◆ **Text provided**:

Re: Comments on SHACL Editors Draft of 29 April

[    "Class-based scopes define the scope as the set of all instances of a
    class."

  Okay, yes... classes have extensions... after all, RDF Schema 1.1 says
that
  "Associated with each class is a set, called the class extension of the
  class, which is the set of the instances of the class" [3].  But what
does
  this have to do with defining the set of focus nodes for a shape?  The
scope
  of a shape is _not_ a specific data graph but the set of all instances
of a
  class in the world]

This could be fixed by saying something like:

    "Class-based scopes define the scope as the set of all instances of a
    Class present in the data graph."

However, fundamentally, SHACL operates under the closed world assumption.
So, it could never concern itself with whatever exists or doesn¹t exist in
the world in general - it is always only about the information that has
been been made available/submitted to a SHACL engine. Negation as failure
and so on.


Perhaps, it is worth making a point of explaining this somewhere early on
and then, there is no need to constantly clarify points like this
everywhere in the document. If a reader approaches the spec with the OWA
set of mind, they are bound to make wrong conclusions or become confused.

◆ **Data provided**:
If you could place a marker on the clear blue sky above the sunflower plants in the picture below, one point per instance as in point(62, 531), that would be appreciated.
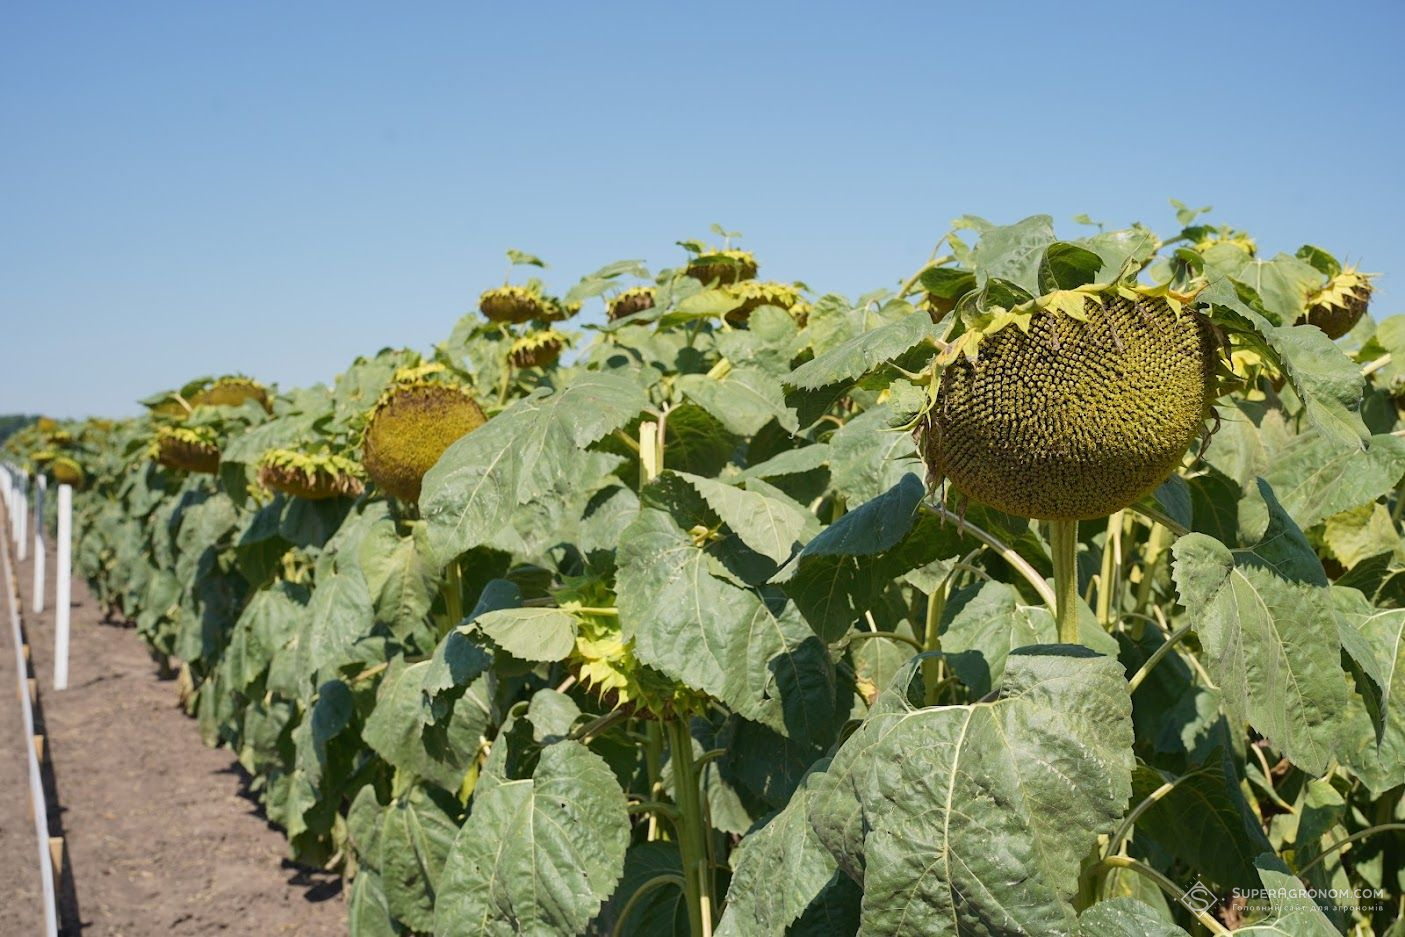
point(275, 189)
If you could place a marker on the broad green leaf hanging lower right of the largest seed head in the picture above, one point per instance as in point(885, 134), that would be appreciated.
point(1264, 616)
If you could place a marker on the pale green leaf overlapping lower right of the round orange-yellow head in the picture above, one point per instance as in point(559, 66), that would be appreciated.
point(532, 447)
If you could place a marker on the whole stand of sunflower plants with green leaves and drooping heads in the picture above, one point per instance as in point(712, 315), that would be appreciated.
point(1059, 591)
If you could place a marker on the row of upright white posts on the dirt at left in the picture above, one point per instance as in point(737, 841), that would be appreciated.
point(16, 488)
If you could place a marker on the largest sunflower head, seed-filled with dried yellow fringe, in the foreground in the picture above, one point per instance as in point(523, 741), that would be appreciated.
point(1080, 409)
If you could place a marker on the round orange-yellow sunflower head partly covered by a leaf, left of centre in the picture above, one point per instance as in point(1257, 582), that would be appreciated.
point(410, 429)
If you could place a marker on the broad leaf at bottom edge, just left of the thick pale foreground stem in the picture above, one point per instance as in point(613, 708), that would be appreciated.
point(540, 856)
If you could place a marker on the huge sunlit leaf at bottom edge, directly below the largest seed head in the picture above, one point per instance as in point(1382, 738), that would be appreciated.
point(974, 820)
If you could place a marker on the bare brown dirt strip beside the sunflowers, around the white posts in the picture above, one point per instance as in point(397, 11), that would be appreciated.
point(162, 837)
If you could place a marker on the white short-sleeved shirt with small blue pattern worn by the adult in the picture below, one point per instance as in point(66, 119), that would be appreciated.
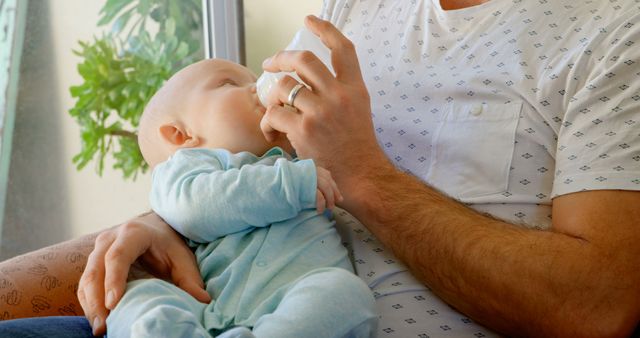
point(504, 106)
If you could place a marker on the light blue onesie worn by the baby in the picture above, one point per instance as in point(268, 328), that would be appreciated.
point(273, 266)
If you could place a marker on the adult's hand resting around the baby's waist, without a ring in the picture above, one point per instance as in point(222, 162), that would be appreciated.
point(159, 249)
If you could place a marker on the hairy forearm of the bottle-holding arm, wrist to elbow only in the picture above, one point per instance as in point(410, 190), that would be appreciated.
point(515, 280)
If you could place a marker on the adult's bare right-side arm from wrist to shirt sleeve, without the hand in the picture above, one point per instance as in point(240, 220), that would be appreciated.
point(579, 279)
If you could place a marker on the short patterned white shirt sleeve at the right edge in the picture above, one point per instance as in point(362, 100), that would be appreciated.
point(599, 140)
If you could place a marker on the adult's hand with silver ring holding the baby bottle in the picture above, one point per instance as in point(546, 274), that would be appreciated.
point(333, 122)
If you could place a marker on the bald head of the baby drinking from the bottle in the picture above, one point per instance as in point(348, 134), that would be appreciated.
point(209, 104)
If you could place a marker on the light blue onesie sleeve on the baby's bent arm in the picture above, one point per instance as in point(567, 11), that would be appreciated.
point(201, 198)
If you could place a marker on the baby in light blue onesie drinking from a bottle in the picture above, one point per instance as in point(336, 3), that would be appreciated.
point(272, 262)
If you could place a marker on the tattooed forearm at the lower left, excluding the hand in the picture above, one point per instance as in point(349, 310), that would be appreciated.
point(44, 282)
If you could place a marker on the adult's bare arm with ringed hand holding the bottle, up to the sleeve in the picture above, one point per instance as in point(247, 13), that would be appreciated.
point(578, 279)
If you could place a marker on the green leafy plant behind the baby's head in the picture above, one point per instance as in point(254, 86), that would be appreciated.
point(123, 69)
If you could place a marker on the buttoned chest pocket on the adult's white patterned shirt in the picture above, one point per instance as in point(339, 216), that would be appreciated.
point(472, 150)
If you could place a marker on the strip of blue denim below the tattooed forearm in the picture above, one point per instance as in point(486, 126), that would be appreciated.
point(49, 327)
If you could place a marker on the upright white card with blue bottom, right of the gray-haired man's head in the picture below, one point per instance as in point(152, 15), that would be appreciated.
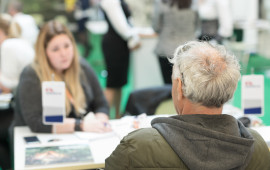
point(253, 94)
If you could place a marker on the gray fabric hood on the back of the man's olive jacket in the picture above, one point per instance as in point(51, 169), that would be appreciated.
point(209, 142)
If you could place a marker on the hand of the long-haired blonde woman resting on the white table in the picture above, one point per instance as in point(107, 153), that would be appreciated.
point(96, 123)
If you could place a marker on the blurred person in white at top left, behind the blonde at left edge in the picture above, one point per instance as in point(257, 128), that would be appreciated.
point(29, 29)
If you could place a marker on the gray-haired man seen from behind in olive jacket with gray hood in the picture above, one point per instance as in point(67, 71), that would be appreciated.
point(200, 136)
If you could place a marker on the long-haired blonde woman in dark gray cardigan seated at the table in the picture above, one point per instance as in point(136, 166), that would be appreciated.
point(56, 55)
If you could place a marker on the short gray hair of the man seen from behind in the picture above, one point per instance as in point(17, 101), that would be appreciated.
point(209, 73)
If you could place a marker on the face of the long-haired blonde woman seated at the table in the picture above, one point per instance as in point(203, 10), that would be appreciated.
point(60, 52)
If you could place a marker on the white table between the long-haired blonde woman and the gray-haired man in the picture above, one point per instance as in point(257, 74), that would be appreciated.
point(101, 145)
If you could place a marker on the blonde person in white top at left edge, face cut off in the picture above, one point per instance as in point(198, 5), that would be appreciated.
point(15, 54)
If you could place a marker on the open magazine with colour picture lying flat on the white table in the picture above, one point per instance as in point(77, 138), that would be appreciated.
point(50, 155)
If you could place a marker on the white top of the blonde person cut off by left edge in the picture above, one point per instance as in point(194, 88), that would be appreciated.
point(15, 55)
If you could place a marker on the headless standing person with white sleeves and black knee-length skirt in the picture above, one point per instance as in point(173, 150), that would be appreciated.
point(117, 43)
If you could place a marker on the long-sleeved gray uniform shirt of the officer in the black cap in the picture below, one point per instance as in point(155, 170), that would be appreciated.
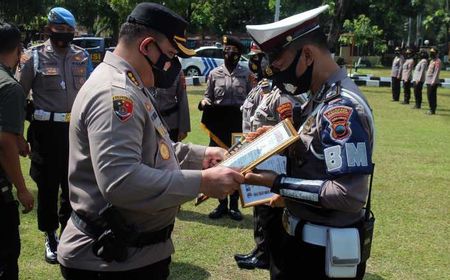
point(120, 152)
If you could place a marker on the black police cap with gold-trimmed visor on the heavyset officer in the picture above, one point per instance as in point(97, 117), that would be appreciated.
point(165, 21)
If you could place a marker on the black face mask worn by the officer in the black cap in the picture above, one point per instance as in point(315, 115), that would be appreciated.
point(165, 70)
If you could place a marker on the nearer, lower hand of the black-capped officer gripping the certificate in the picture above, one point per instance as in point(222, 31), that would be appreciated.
point(218, 182)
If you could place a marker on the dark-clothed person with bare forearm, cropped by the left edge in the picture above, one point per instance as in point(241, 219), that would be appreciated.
point(12, 143)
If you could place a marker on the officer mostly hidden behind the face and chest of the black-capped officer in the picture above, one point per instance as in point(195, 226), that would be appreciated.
point(174, 108)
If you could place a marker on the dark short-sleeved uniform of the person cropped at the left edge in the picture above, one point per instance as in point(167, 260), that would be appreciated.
point(12, 117)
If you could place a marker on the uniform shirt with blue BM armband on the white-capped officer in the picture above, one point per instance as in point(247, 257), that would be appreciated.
point(329, 167)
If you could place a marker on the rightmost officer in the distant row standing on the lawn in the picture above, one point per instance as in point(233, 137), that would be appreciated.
point(432, 80)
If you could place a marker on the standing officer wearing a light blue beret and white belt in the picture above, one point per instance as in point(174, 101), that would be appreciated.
point(54, 71)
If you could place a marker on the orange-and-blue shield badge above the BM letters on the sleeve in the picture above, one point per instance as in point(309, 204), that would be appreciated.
point(338, 118)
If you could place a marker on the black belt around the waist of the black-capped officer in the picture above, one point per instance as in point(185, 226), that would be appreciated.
point(139, 239)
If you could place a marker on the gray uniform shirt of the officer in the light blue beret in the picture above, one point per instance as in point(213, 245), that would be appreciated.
point(55, 78)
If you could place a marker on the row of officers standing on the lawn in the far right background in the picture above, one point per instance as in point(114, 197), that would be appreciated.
point(416, 70)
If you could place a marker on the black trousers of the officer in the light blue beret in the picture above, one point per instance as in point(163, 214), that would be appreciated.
point(49, 167)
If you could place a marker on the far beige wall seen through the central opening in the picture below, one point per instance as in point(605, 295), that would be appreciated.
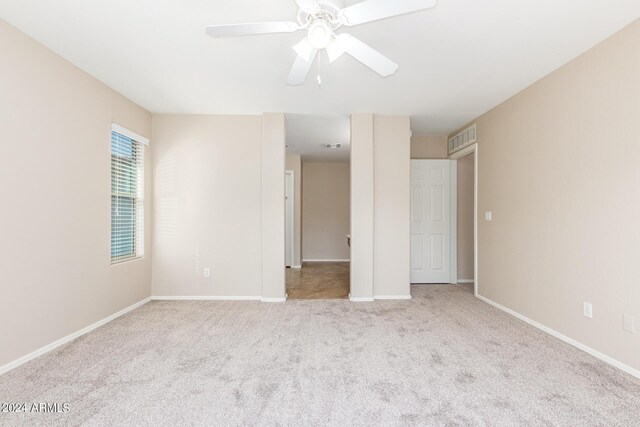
point(325, 210)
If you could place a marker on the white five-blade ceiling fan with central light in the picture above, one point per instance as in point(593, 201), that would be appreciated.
point(321, 18)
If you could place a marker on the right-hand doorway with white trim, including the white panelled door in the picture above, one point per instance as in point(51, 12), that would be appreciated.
point(444, 220)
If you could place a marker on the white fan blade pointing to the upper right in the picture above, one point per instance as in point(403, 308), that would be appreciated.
point(373, 10)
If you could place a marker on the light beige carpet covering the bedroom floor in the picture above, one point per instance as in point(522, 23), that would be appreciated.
point(443, 358)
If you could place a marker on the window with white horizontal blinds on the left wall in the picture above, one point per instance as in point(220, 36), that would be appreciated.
point(127, 198)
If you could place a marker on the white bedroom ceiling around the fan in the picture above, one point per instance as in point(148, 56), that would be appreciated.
point(456, 61)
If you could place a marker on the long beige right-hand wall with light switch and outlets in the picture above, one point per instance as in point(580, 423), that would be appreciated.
point(559, 166)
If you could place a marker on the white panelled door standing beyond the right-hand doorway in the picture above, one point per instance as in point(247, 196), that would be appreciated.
point(431, 224)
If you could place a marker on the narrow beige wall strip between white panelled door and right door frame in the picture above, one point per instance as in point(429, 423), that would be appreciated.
point(465, 217)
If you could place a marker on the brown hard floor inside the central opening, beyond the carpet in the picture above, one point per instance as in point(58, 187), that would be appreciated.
point(318, 280)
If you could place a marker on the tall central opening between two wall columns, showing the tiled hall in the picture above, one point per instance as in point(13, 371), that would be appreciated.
point(317, 223)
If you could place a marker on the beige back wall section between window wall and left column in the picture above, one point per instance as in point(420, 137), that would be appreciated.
point(208, 196)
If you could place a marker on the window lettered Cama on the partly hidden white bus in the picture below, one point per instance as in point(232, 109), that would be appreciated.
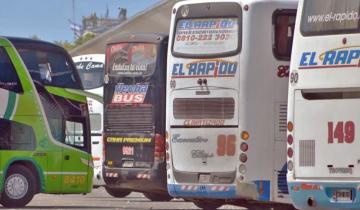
point(91, 74)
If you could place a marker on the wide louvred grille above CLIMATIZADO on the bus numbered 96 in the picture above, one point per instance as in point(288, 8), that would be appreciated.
point(204, 108)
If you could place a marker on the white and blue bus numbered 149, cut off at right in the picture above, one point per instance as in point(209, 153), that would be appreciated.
point(324, 98)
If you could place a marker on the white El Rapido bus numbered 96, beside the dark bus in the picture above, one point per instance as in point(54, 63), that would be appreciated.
point(227, 80)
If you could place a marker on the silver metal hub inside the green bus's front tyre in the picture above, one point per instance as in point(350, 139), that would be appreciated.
point(16, 186)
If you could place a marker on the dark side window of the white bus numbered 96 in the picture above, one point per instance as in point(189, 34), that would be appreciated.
point(283, 23)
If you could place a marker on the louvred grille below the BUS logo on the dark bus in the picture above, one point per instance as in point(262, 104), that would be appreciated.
point(129, 119)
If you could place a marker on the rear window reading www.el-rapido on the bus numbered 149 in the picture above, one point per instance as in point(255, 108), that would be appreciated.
point(326, 17)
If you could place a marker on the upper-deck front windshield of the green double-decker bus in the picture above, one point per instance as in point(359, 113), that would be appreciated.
point(48, 65)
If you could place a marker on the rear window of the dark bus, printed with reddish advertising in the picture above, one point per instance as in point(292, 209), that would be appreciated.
point(132, 59)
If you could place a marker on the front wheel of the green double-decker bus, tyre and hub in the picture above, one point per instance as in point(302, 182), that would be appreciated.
point(19, 187)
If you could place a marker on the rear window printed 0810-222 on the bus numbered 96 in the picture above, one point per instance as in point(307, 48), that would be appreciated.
point(206, 36)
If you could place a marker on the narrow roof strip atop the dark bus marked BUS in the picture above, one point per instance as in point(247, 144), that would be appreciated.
point(151, 37)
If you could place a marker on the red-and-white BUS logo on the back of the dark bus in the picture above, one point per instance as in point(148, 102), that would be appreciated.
point(129, 94)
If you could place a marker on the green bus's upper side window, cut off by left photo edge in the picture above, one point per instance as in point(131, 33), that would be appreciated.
point(8, 77)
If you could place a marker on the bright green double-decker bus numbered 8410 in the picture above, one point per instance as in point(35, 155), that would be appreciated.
point(44, 123)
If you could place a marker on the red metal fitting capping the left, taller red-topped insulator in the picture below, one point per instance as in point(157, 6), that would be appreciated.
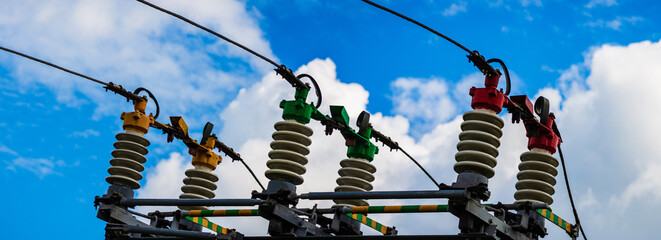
point(488, 97)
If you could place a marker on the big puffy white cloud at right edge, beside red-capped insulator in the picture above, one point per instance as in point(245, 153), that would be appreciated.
point(609, 129)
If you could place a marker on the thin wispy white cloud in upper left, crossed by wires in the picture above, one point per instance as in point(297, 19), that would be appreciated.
point(134, 45)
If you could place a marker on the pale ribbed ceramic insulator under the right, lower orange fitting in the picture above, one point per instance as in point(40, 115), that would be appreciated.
point(199, 183)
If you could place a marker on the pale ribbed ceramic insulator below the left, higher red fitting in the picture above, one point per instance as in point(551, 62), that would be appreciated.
point(479, 142)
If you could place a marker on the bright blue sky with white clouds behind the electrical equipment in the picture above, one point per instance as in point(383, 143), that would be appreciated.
point(597, 61)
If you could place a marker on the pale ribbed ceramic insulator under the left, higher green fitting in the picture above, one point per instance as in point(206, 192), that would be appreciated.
point(290, 146)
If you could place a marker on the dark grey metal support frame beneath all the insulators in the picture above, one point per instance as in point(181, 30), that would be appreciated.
point(476, 221)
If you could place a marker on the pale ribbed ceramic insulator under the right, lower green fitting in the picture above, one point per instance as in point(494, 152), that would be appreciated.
point(356, 175)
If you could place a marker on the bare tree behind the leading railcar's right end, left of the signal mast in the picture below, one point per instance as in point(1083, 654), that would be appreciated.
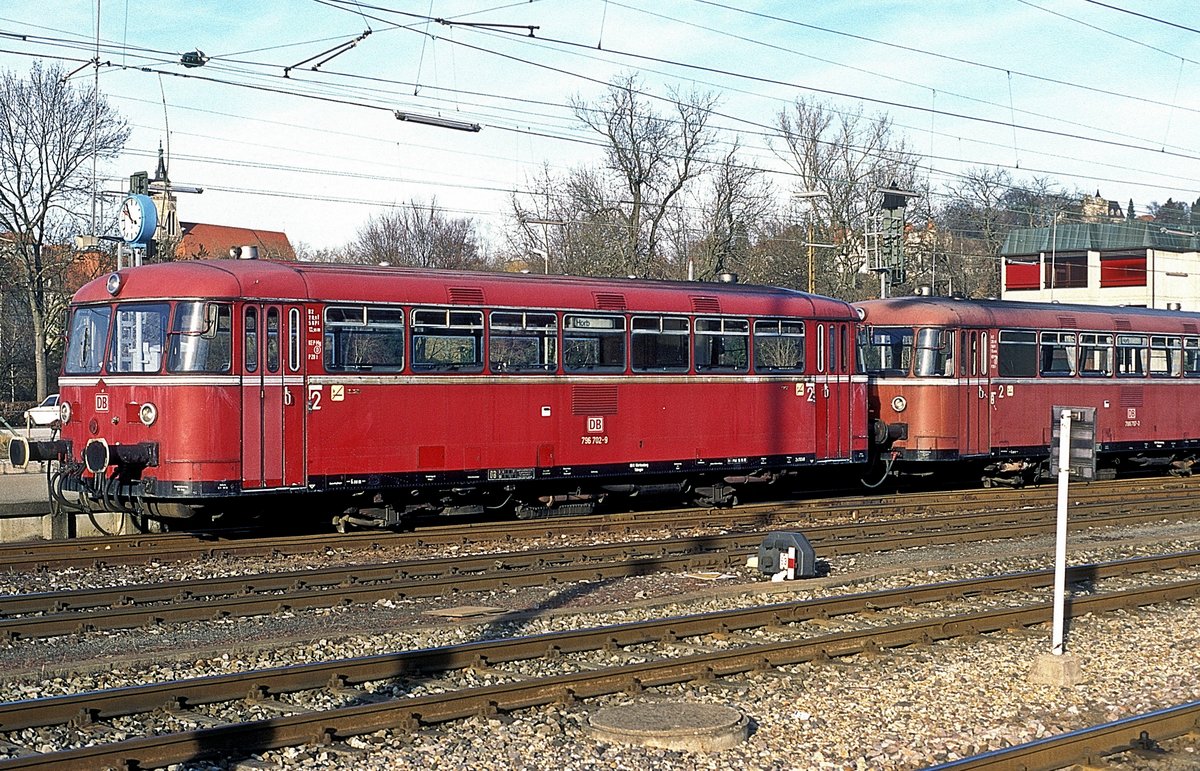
point(848, 159)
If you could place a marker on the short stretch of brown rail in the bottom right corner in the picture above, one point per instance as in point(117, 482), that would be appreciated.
point(1087, 745)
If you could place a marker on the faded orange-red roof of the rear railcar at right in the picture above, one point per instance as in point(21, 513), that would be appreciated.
point(952, 312)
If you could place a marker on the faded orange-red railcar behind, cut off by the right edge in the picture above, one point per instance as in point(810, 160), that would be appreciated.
point(956, 381)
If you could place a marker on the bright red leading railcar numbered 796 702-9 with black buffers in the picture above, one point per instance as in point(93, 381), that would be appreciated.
point(385, 391)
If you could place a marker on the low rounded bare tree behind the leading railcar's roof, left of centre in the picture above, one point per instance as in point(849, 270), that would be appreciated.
point(421, 236)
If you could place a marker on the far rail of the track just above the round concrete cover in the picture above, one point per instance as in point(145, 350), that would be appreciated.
point(267, 683)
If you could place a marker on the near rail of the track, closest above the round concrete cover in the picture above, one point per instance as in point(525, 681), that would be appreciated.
point(327, 726)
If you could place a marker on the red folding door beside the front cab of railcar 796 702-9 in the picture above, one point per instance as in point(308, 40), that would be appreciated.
point(273, 411)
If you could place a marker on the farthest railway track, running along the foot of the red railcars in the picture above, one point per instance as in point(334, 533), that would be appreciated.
point(878, 512)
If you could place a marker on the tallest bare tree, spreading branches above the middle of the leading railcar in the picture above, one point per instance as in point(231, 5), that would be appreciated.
point(651, 159)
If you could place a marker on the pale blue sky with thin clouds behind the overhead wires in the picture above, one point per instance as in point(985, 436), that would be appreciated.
point(1075, 91)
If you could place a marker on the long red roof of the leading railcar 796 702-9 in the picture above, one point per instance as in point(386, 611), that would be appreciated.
point(227, 279)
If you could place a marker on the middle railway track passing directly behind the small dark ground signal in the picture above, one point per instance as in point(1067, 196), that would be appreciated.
point(127, 607)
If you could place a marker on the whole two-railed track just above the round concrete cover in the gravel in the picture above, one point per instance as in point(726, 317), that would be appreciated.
point(587, 664)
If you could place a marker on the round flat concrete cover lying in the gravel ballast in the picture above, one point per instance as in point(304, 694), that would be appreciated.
point(671, 726)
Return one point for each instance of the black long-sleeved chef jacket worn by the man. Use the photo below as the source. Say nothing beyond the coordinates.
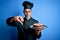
(24, 31)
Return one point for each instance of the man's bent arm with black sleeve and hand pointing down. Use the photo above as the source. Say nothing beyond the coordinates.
(11, 21)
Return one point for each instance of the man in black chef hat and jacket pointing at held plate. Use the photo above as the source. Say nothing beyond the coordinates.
(25, 31)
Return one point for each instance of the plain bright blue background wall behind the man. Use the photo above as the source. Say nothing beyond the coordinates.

◆ **What this exercise asks**:
1 > Decide whether each statement agrees with the SHACL comment, and answer yes or no, quoting the words from the comment that settle it.
(a) The writer says SHACL operates under the open world assumption.
(b) The suggested rewording limits class-based scopes to instances present in the data graph.
(c) The definition of a class extension is attributed to RDF Schema 1.0.
2 > Answer these questions from the SHACL comment.
(a) What name does RDF Schema give to the set of the instances of a class?
(b) According to the bracketed criticism, what is the scope of a shape _not_?
(c) What mindset does the writer say will lead readers to wrong conclusions or confusion?
3 > Write a continuation of the SHACL comment, starting right after its final sentence.
The records aren't needed for any of this.

◆ **Responses for each task**:
1 >
(a) No: "SHACL operates under the closed world assumption."
(b) Yes: "the set of all instances of a Class present in the data graph."
(c) No: "RDF Schema 1.1 says"

2 >
(a) The class extension.
(b) A specific data graph.
(c) The OWA set of mind.

3 >
Thus, it is important that a reader puts themselves into the CWA set of
mind.


Irene Polikoff






On 5/1/16, 10:40 AM, "Thomas Baker" <tom@tombaker.org> wrote:

>Comments on 
>
>Shapes Constraint Language (SHACL)
>Editors Draft 29 April 2016
>http://w3c.github.io/data-shapes/shacl/
>
>Some context: I have followed this activity since participating in the
>workshop
>on RDF validation in 2013 [1].  The activity seemed like it might achieve
>the
>goals pursued a decade ago with the DCMI Working Draft, Description Set
>Profile
>Constraint Language [2].  I have tried to keep up with the excellent work
>by
>Karen Coyle, Antoine Isaac, Hugo Manguinhas, Thomas Hartmann, and others
>on
>comparing the emerging SHACL specification to requirements that have
>accumulated over the years in the Dublin Core community.
>
>There is alot to like in SHACL but I must confess that each time I tried
>to
>actually read the specification I found myself getting stuck at the same
>places.  I'd set it aside, assuming that the issues would shake out.  Many
>months later, however, I find the same sticking points, unchanged.  This
>time I
>pressed on through the introduction to Section 2.1.
>
>These comments convey my thoughts while reading the text and end with some
>suggestions.  I have made no effort to catch up on discussion in the
>relevant
>mailing lists [4,5], so please forgive me if I simply cover issues here
>that
>are already well-understood.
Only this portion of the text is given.